▶ [Description of the task]: Scan the data below and give the number of lines that include the word "paraglider", with no other words.

▶ [Given entries]:

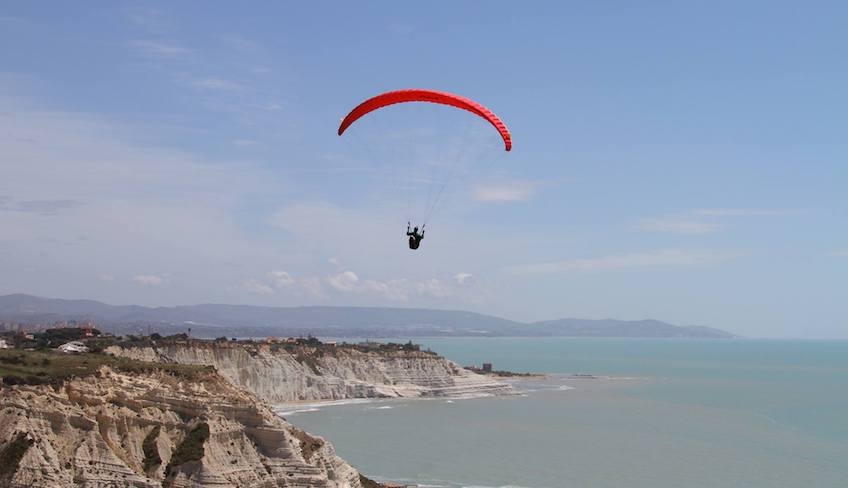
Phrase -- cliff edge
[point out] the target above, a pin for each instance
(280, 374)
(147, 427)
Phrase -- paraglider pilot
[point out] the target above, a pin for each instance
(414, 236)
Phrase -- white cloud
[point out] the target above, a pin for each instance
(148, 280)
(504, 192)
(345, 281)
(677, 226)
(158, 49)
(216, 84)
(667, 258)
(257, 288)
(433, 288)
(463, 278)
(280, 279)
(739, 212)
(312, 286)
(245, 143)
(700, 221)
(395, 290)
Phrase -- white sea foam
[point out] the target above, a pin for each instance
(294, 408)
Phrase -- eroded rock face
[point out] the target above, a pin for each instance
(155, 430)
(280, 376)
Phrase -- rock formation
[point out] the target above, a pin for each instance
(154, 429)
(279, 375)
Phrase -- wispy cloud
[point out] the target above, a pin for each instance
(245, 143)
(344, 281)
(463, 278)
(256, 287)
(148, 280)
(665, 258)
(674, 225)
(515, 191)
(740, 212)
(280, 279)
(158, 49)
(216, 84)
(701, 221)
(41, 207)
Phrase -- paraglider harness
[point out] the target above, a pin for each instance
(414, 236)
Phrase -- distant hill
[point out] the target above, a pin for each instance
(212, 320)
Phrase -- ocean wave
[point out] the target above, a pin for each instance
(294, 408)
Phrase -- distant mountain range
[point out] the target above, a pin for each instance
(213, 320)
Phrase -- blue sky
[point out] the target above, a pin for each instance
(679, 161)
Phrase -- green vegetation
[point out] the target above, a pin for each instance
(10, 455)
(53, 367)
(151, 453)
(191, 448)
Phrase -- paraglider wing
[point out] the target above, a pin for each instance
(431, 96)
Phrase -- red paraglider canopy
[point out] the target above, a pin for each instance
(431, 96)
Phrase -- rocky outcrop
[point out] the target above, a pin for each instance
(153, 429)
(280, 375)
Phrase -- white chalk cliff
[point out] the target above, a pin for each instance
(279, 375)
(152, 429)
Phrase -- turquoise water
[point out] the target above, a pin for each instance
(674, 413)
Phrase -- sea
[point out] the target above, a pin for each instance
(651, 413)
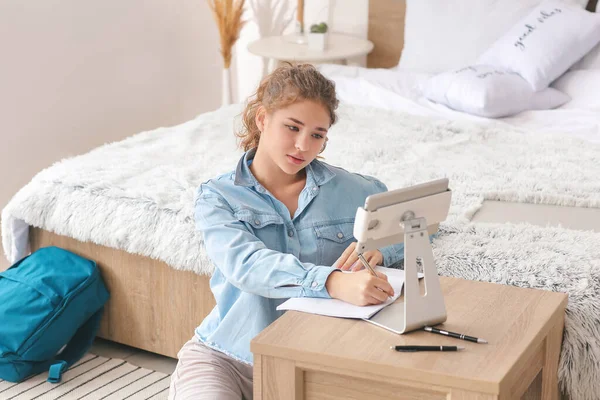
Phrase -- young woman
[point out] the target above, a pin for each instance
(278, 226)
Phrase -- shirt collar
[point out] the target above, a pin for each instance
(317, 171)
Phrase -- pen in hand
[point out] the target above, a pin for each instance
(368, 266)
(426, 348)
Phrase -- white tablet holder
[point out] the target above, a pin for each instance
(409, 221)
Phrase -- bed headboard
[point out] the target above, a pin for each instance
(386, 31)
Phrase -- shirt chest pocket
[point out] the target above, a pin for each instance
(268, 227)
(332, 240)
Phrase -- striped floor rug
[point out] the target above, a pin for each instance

▶ [Output below]: 4